▶ [WHAT YOU SHOULD DO]: Transcribe the listing in full, excluding any pictures.

─── ENTRIES SHOWN ───

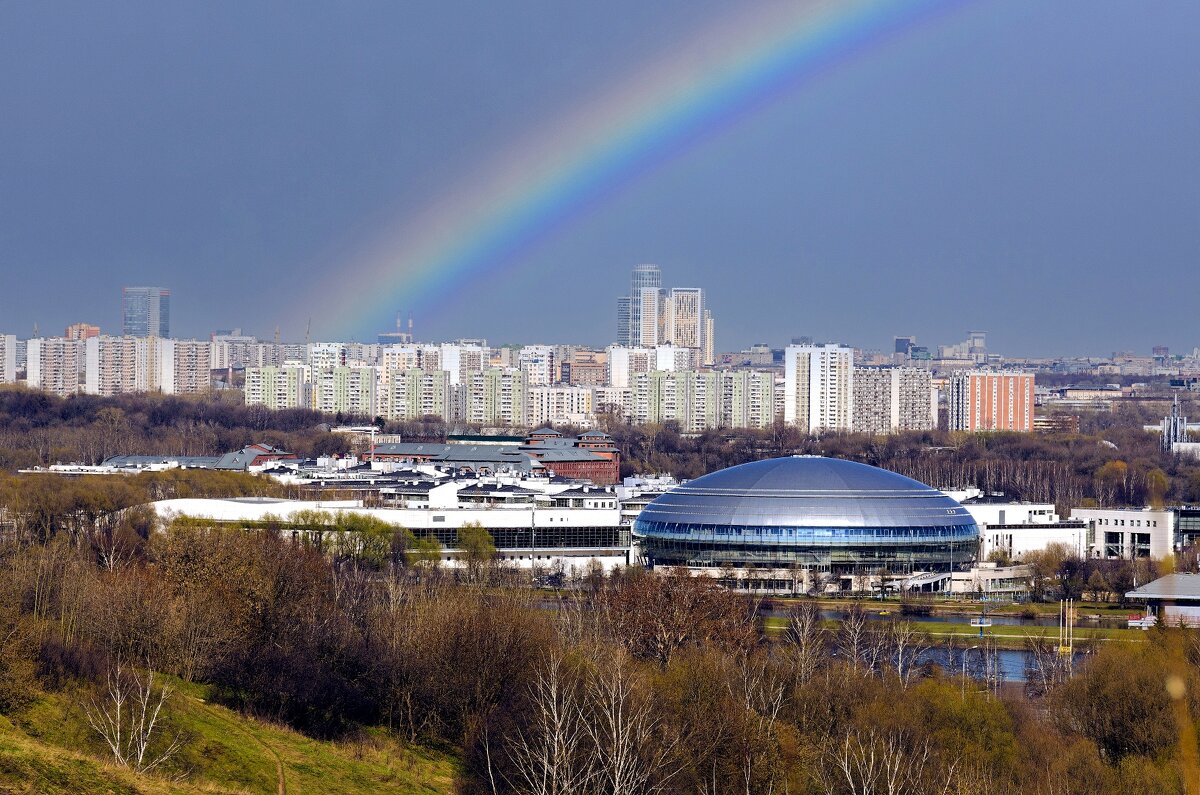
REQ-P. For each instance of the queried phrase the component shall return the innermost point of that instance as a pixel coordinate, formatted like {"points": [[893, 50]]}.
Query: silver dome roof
{"points": [[805, 491]]}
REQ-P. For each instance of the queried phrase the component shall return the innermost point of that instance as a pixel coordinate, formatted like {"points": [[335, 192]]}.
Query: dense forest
{"points": [[1113, 461], [637, 683]]}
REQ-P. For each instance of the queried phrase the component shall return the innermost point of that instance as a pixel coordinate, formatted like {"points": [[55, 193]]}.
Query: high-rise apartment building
{"points": [[893, 399], [537, 363], [551, 405], [184, 366], [817, 387], [643, 278], [624, 321], [690, 398], [117, 365], [279, 387], [7, 358], [54, 364], [685, 317], [649, 317], [983, 400], [748, 399], [496, 398], [625, 363], [415, 393], [707, 354], [346, 390], [145, 311], [82, 332]]}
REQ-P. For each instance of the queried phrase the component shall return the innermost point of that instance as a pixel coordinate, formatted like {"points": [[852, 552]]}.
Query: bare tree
{"points": [[759, 688], [126, 716], [636, 754], [852, 635], [907, 646], [876, 763], [552, 754], [807, 641]]}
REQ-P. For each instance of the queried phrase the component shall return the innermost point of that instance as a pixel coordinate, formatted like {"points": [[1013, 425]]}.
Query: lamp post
{"points": [[965, 670]]}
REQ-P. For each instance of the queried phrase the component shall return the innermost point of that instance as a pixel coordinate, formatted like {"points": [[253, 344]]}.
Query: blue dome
{"points": [[807, 510], [808, 491]]}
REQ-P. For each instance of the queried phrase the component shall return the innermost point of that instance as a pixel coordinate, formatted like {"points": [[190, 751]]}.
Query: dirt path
{"points": [[281, 783]]}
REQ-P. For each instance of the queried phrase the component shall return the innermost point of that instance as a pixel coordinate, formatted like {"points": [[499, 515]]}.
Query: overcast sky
{"points": [[1027, 168]]}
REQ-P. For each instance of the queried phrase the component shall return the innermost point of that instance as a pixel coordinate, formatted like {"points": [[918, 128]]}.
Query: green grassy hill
{"points": [[48, 747]]}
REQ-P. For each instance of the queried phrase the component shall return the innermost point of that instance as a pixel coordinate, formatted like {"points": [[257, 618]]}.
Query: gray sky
{"points": [[1029, 168]]}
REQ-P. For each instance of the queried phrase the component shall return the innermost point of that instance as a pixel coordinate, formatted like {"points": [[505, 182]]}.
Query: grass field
{"points": [[47, 747]]}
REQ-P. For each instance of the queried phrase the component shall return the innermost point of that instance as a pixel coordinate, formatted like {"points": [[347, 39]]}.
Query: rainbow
{"points": [[724, 75]]}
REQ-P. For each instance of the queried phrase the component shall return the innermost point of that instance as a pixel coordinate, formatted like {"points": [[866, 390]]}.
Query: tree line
{"points": [[637, 683]]}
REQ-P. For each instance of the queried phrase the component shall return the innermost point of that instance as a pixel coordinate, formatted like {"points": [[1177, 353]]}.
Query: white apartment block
{"points": [[687, 396], [346, 390], [279, 387], [649, 300], [612, 400], [893, 399], [496, 398], [537, 364], [54, 364], [7, 358], [1127, 532], [817, 387], [675, 357], [229, 351], [118, 365], [685, 318], [558, 405], [625, 363], [707, 357], [748, 399], [461, 360], [414, 393], [180, 366], [400, 357]]}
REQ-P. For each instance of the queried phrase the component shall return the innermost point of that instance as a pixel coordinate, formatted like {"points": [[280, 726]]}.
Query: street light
{"points": [[965, 670]]}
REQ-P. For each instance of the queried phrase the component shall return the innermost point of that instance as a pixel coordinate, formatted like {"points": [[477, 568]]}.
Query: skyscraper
{"points": [[685, 318], [147, 311], [645, 278], [624, 329]]}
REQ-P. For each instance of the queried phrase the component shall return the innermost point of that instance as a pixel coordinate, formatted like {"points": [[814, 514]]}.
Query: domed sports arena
{"points": [[774, 521]]}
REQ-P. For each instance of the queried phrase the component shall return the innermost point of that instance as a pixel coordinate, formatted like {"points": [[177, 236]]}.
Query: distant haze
{"points": [[1029, 168]]}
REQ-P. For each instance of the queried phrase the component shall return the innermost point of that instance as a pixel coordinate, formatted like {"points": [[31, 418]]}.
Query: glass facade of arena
{"points": [[839, 550], [808, 513]]}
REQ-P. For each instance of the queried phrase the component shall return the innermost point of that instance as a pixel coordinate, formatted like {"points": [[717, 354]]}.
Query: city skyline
{"points": [[897, 193]]}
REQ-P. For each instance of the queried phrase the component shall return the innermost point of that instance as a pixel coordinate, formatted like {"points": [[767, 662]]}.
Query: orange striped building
{"points": [[991, 401]]}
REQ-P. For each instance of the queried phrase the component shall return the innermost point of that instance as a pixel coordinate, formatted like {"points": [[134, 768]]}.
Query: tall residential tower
{"points": [[145, 311]]}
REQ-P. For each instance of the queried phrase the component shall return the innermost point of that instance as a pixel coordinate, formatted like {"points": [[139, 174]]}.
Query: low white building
{"points": [[563, 527], [1021, 527], [1127, 532]]}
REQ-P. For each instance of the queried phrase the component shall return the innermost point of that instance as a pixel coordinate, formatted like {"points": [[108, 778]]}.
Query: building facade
{"points": [[54, 364], [279, 387], [893, 399], [982, 400], [817, 387], [145, 311]]}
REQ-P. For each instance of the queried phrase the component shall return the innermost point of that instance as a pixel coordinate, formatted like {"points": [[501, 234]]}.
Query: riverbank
{"points": [[1012, 637]]}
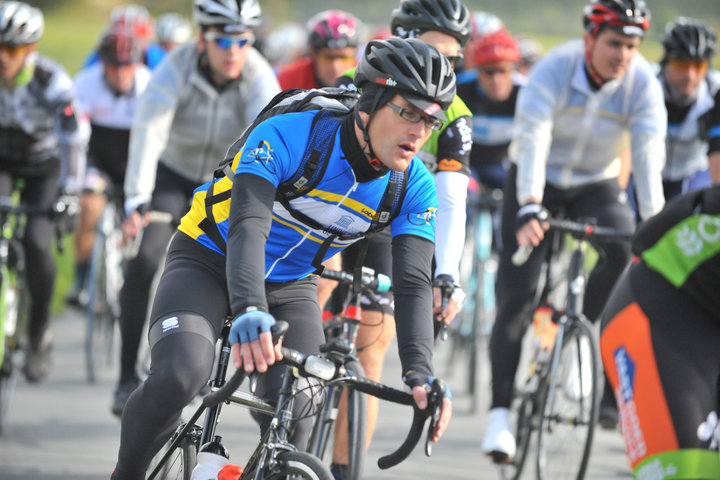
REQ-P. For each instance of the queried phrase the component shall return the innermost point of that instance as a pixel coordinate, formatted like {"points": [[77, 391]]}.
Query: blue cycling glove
{"points": [[248, 326]]}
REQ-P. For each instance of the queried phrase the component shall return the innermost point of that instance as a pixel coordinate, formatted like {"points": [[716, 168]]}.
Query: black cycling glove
{"points": [[530, 211]]}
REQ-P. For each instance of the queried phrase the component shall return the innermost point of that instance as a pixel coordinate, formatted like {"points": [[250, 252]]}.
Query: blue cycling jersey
{"points": [[339, 202]]}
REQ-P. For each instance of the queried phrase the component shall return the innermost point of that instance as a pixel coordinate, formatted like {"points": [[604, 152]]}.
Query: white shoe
{"points": [[499, 441], [578, 381]]}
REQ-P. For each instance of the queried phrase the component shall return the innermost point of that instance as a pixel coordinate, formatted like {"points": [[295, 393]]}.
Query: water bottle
{"points": [[544, 331], [211, 458]]}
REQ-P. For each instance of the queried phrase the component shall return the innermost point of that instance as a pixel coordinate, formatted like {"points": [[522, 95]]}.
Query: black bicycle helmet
{"points": [[418, 70], [629, 17], [230, 14], [414, 17], [689, 39]]}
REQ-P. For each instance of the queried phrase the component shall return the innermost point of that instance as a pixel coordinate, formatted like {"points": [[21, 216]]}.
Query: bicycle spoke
{"points": [[569, 411]]}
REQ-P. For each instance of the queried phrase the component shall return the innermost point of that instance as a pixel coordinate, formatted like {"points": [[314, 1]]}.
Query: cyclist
{"points": [[692, 98], [107, 96], [172, 29], [530, 52], [333, 41], [39, 141], [571, 123], [444, 24], [193, 108], [659, 341], [270, 252], [285, 44], [133, 20], [491, 97]]}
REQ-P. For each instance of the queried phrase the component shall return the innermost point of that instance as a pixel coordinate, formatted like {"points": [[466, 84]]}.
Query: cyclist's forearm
{"points": [[714, 162], [648, 160], [412, 264], [450, 226], [248, 228]]}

───

▶ [RESULT OF THIS TASK]:
REQ-P. For each instance of the queried phrase the component shall return the innermost point of that instance as a pixel coordinate, formatted like {"points": [[893, 50]]}.
Query: silver dome roof
{"points": [[805, 491]]}
REQ-P. For each instance of the queried phrase the component shall return the innermost point of that instance as a pixel coordinate, formatted like {"points": [[335, 192]]}.
Query: dense forest
{"points": [[1113, 461], [637, 683]]}
REQ-P. For each instance of the queried phrase the component shall return the innermost point of that instance as a pixel coordinate, formatted like {"points": [[55, 193]]}.
Query: high-rise apartment building
{"points": [[893, 399], [537, 363], [551, 405], [184, 366], [817, 387], [643, 278], [624, 321], [690, 398], [117, 365], [279, 387], [7, 358], [54, 364], [685, 317], [649, 317], [983, 400], [748, 399], [496, 398], [625, 363], [415, 393], [707, 354], [346, 390], [145, 311], [82, 332]]}
REQ-P. For each instance of the queried phrase the component shall return the innermost point of that instance as a pixel coordinate, formatted like {"points": [[852, 552]]}.
Query: bare tree
{"points": [[759, 688], [126, 716], [636, 754], [852, 635], [907, 646], [876, 763], [552, 754], [807, 641]]}
REQ-P. For each instance of the queried phrase the component shall return the innermost point of that instance as a pixel coordinate, formatted like {"points": [[1013, 425]]}.
Query: lamp post
{"points": [[965, 670]]}
REQ-P. For each instance of the queried phrase the component shall return the innermost point of that instance as a pixel coordinate, formatted like {"points": [[253, 344]]}.
Query: blue dome
{"points": [[807, 510], [808, 491]]}
REQ-P. For each instance of the queried phrase the component shall return the innermost point of that instance as a pixel coordinate, formatted like {"points": [[190, 751]]}.
Query: dirt path
{"points": [[281, 783]]}
REQ-P. For each instance of the queried phrase the component shall return the innermost point of that instance as a pixel coordinate, formatted like {"points": [[499, 515]]}.
Query: overcast sky
{"points": [[1027, 168]]}
REQ-P. For each instance of the queried phrase the component shall return the innermost point of that instance as a pixel coordinate, formatted like {"points": [[918, 128]]}.
Query: green grassy hill
{"points": [[48, 747]]}
REQ-P. For each instance of the queried phrase the component shall return the innermost point of that instance as a pixel coordinate, formatted like {"points": [[257, 618]]}.
Query: gray sky
{"points": [[1029, 168]]}
REQ-P. For each instance of the queried phrase the component shall return the innermost point of that instance as a pixel coordinate, formatted like {"points": [[505, 182]]}.
Query: grass field
{"points": [[47, 747]]}
REQ-P. For each instance of the queried phrase the component shall return the innermost point of that instance as a pixel coordinate, formatted like {"points": [[347, 39]]}.
Query: rainbow
{"points": [[724, 75]]}
REQ-P. For each instance of the queried phrase the component shall return the innermost point of that instance as a pixel coordinate, formatted like {"points": [[866, 390]]}.
Query: tree line
{"points": [[637, 683]]}
REQ-P. For each instance of the queried phrase the component shall return the innermost point of that instance as a pixel coordinate, formatted like {"points": [[1177, 353]]}.
Query: white apartment block
{"points": [[687, 396], [346, 390], [279, 387], [649, 300], [612, 400], [893, 399], [496, 398], [537, 364], [54, 364], [7, 358], [1127, 532], [817, 387], [675, 357], [229, 351], [118, 365], [685, 318], [558, 405], [625, 363], [707, 357], [748, 399], [461, 360], [414, 393], [180, 366], [400, 357]]}
REQ-P. For each instance of the queried phrase the component shall return the innermost point of that instance as a pixel coordinate, formatted like {"points": [[280, 726]]}.
Query: street light
{"points": [[965, 670]]}
REQ-P. For each instance of the queried phrase the component shall return the innermost point of that instance as a pixel coordinate, formatted like {"points": [[477, 568]]}.
Query: skyscraper
{"points": [[685, 318], [147, 311], [645, 278], [624, 329]]}
REQ-P. For each instance of the queried phrase the component shall return the innermost point of that instance as a pixel coordinate, formatted like {"points": [[814, 514]]}.
Query: domed sports arena
{"points": [[774, 521]]}
REQ-P. For each instance of the queried phrase the component shall return the innermost point of that instance as a pixel coordinate, formatted like {"points": [[177, 236]]}.
Query: distant haze
{"points": [[1029, 168]]}
REQ-P. For each instance of the queried phrase the component shall return the innermost point of that instance as a pixel coordinate, formatted like {"points": [[31, 418]]}.
Query: glass facade of arena
{"points": [[839, 550], [808, 513]]}
REQ-P. For each instance of the queried phrase the component shall return the innermost point of that instance as a pixel coordinate, formatted like {"points": [[717, 354]]}.
Query: city skyline
{"points": [[897, 193]]}
REQ-P. For each instance of the queried phrase the component shall return the innermost point of that instance as a pixel coordinate, formatted like {"points": [[767, 662]]}.
Query: orange striped building
{"points": [[991, 401]]}
REQ-P. For each instance of the queried phrase the component shall return the innermost point of that instance as a pixel coordinate, formatted like {"points": [[134, 768]]}.
Query: tall residential tower
{"points": [[145, 311]]}
REQ-P. For each instance of the queried phrase the component shall return the innermost point of that instance as a pixel coordinate, formatted like {"points": [[139, 174]]}.
Query: low white building
{"points": [[563, 527], [1021, 527], [1127, 532]]}
REQ-P. For each instance of the queried phrase the component shall return the innermost point of that instance as a pixel coordinate, formatted like {"points": [[108, 778]]}.
Query: building facade
{"points": [[54, 364], [279, 387], [893, 399], [982, 400], [817, 387], [145, 311]]}
REQ-P. For each instance of the queried phrase the component shall return the innermost point of that instance as a pixel coordinate, formatted like {"points": [[501, 234]]}.
Query: riverbank
{"points": [[1012, 637]]}
REQ-P. For each instance of the queried phrase the component shall return the innermost point of that instance as a pixel coordinate, formatted like {"points": [[77, 391]]}.
Query: blue cycling glove
{"points": [[248, 326]]}
REQ-P. For each instance of the queried phrase the component shall return the innermost point of that instance as a pixel coordinate, formatted like {"points": [[716, 168]]}.
Query: black cycling glove
{"points": [[530, 211]]}
REQ-P. For each instance of the queried phrase the component shall return the innermost point of that instance as a pixel coordinate, formatted like {"points": [[250, 252]]}.
Query: blue cycling jersey
{"points": [[339, 202]]}
REQ-P. For each instance of the queried phrase the component shall return the innermost point of that instance as a pixel coordinate, formatted like {"points": [[604, 152]]}.
Query: white shoe
{"points": [[499, 441], [578, 381]]}
REQ-P. For each instance of the queried phrase the component shall return the innermost point of that instance as a pixel coordinate, formatted like {"points": [[295, 393]]}.
Query: water bottle
{"points": [[544, 331], [211, 458]]}
REQ-P. For each instance of the queried phrase the component shall return the innermost point of that instance as a pixel coordinate, formatted like {"points": [[522, 95]]}.
Query: black bicycle helmet
{"points": [[418, 70], [629, 17], [230, 14], [414, 17], [689, 39]]}
REQ-P. For each instance of the queried phrase the component shall return the innermost point of that instance as a pixel coordinate, formatted like {"points": [[21, 216]]}.
Query: bicycle spoke
{"points": [[569, 411]]}
REQ-P. For each instance of the queried phrase the component shall return the innermost point of that instance as a pixel coordinate, formatted like {"points": [[314, 1]]}.
Query: cyclist
{"points": [[692, 98], [107, 96], [172, 29], [530, 52], [333, 41], [39, 141], [571, 123], [444, 24], [193, 108], [659, 341], [270, 252], [285, 44], [133, 20], [491, 97]]}
REQ-P. For each instance of the queried phrase the component shall return the innermost point of that instance as a pixel coordinate, formatted like {"points": [[466, 84]]}.
Query: cyclist's forearm
{"points": [[714, 162], [648, 160], [412, 264], [450, 226], [248, 228]]}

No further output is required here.